Data supplied:

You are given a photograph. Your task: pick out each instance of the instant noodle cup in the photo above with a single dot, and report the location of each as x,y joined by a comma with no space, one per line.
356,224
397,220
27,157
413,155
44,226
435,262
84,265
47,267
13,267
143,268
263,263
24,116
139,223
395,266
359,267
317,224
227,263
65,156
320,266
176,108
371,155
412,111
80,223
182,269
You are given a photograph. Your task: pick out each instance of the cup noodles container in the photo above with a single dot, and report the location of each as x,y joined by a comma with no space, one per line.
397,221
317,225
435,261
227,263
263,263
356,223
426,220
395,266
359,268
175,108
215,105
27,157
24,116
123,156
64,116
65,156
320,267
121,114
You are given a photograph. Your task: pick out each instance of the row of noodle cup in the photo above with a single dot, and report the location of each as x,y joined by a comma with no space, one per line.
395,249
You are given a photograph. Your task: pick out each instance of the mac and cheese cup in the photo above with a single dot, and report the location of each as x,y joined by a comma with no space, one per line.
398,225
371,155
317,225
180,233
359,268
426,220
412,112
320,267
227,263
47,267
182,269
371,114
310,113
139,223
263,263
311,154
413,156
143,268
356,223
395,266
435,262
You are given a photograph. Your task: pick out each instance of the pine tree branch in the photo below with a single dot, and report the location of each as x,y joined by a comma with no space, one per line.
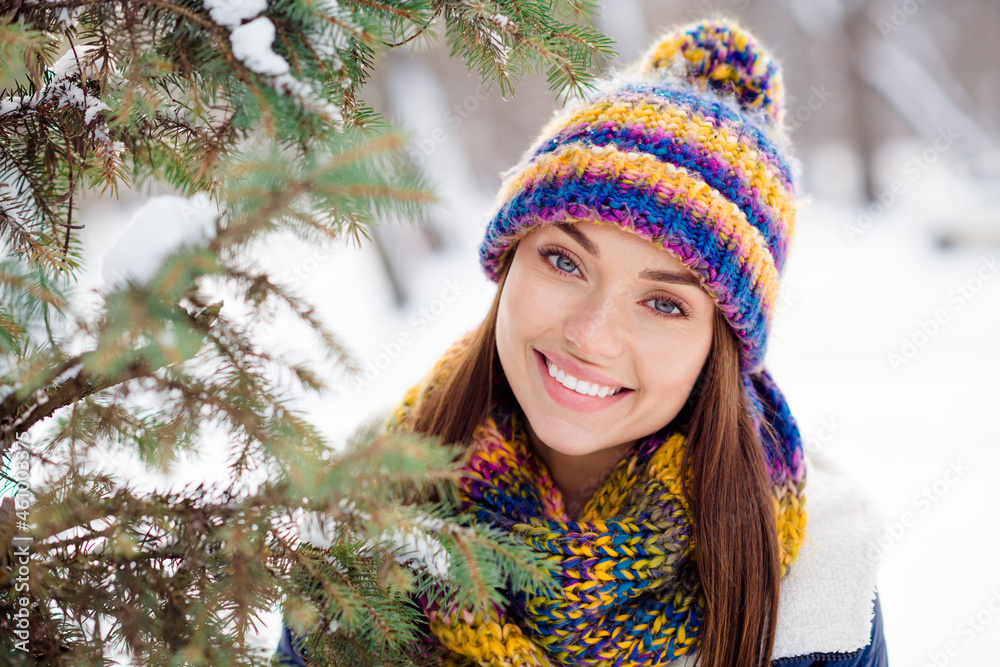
20,413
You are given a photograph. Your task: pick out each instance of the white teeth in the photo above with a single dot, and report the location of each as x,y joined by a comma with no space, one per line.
579,386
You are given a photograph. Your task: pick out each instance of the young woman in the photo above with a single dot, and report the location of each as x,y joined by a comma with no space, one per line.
614,401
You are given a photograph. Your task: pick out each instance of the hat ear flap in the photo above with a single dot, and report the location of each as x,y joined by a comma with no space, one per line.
720,55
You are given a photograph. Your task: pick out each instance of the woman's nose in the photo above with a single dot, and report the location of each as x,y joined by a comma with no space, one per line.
594,327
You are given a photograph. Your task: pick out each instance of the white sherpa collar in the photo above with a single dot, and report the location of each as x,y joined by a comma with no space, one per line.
827,598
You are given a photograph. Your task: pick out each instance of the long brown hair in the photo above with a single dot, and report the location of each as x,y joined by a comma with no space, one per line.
735,535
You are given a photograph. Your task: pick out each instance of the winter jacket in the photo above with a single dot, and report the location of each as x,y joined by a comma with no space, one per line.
828,611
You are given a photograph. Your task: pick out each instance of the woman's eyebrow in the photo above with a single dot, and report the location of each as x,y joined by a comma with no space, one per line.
647,274
670,277
580,238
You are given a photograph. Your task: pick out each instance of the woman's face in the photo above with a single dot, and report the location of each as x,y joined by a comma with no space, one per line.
601,335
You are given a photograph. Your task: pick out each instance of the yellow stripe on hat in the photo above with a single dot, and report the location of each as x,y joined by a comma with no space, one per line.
701,202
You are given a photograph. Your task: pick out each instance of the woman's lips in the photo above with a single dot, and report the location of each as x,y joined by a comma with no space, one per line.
571,399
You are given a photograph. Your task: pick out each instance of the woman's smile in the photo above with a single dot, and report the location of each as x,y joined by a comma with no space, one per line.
583,391
601,335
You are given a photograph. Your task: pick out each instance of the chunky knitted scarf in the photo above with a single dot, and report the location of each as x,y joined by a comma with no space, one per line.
629,590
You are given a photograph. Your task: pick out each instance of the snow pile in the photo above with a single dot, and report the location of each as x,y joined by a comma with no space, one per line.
252,36
231,13
65,90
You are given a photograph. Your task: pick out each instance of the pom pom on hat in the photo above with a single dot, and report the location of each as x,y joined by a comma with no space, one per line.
723,56
684,149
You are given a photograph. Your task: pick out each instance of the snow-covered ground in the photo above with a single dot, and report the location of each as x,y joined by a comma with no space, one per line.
885,346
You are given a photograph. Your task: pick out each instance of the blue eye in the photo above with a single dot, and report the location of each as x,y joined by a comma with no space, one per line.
565,264
667,307
559,262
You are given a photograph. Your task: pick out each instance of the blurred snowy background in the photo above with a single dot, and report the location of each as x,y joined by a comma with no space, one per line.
887,344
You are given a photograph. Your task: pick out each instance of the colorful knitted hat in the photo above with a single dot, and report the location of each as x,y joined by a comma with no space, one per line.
686,149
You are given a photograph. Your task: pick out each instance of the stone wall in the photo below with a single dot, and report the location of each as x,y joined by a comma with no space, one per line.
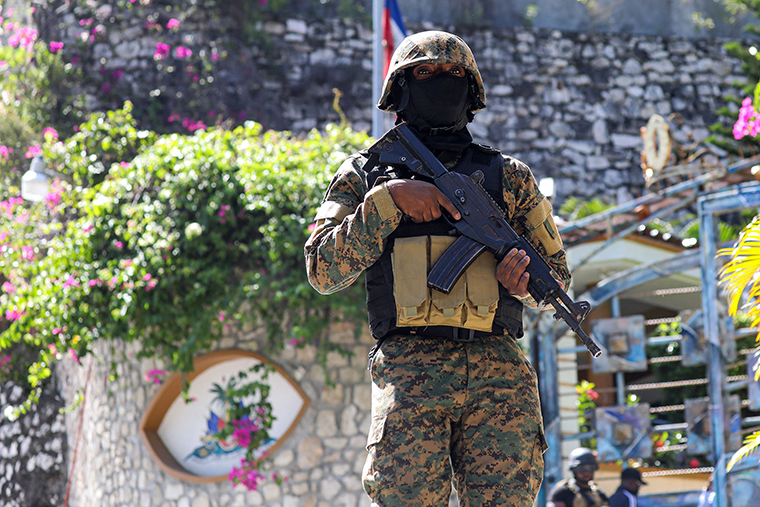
322,457
569,104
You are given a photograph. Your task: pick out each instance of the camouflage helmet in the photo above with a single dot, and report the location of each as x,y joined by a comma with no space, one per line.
581,456
433,47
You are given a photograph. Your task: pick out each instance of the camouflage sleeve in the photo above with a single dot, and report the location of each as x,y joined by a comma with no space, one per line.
352,226
531,215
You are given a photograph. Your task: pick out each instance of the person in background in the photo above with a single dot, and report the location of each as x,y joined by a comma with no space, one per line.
580,490
707,497
626,494
453,395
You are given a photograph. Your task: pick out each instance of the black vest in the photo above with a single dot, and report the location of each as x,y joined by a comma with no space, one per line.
381,305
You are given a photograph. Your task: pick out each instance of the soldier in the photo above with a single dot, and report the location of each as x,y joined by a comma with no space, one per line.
453,396
580,491
627,494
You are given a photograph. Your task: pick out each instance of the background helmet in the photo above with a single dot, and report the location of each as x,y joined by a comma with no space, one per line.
581,456
435,48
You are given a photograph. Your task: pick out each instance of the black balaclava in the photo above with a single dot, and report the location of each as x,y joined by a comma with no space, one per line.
438,109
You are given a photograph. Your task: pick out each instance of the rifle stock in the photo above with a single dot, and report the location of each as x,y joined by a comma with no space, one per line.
482,227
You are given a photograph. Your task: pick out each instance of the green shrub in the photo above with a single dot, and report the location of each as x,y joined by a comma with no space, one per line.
195,233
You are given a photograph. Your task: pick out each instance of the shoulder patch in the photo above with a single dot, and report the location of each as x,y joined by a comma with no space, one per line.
485,148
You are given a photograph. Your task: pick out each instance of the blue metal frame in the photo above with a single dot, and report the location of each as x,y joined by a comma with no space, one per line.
544,343
740,197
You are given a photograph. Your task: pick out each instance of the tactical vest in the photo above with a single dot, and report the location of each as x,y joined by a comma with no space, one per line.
381,302
586,498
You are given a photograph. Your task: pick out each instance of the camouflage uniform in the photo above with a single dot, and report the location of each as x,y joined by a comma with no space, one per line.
438,404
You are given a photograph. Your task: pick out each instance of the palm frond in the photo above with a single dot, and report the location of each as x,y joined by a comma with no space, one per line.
750,444
743,270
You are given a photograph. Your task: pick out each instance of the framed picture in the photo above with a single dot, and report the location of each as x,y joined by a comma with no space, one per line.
623,432
623,341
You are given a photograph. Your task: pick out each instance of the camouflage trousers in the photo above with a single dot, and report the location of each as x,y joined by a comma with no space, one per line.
444,411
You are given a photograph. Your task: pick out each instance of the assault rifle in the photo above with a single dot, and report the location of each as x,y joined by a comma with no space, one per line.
482,227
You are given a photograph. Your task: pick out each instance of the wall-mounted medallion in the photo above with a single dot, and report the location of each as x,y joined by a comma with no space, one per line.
180,435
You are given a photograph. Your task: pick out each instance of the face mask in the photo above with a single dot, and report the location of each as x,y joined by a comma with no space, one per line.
441,100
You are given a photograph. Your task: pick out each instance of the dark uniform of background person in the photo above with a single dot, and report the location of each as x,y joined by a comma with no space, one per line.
580,490
627,494
453,396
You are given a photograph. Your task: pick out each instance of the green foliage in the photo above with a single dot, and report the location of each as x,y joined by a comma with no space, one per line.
586,404
37,84
102,141
195,233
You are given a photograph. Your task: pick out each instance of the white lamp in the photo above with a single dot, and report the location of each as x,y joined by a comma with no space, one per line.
35,183
546,187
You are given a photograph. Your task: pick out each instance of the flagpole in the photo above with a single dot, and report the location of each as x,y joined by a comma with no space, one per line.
377,66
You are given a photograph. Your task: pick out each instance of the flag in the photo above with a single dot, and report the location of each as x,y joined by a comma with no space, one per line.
394,31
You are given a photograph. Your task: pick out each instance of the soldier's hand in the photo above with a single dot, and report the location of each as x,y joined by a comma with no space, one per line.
420,200
511,272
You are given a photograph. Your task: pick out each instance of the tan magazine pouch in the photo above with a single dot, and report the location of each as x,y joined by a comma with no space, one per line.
472,302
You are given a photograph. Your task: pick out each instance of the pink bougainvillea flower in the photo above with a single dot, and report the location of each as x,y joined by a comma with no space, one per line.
13,314
53,198
183,52
23,37
33,151
193,125
748,123
27,253
155,376
70,282
162,50
49,132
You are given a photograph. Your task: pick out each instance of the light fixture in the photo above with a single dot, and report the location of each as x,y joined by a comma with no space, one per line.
546,187
35,183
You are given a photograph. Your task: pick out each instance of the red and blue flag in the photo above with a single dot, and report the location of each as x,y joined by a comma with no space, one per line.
394,31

Task statement:
Beginning at the line containing "of the pink", repeat each line exactly through the last line of the entries, and include no other lines.

Answer for the task:
You are given a photograph. Your task: pick out each instance of the pink bougainvillea flower in the photo above with a single dot, and report the location of each as x,y joined by a comma with no space, one per line.
13,314
53,198
183,52
23,37
33,151
193,125
748,123
27,253
155,376
70,282
162,50
49,132
You are given a photograph. Your task: pick out each instance of the light fixture in the photo above with a single dot, and report the location of each as x,y joined by a comma with no space, one per line.
546,187
35,183
You are given a photograph. Your task: pick out each instance of the red and blue flag in the photo above with a single dot, and report the location of each as x,y joined by a comma with no space, one per line.
394,31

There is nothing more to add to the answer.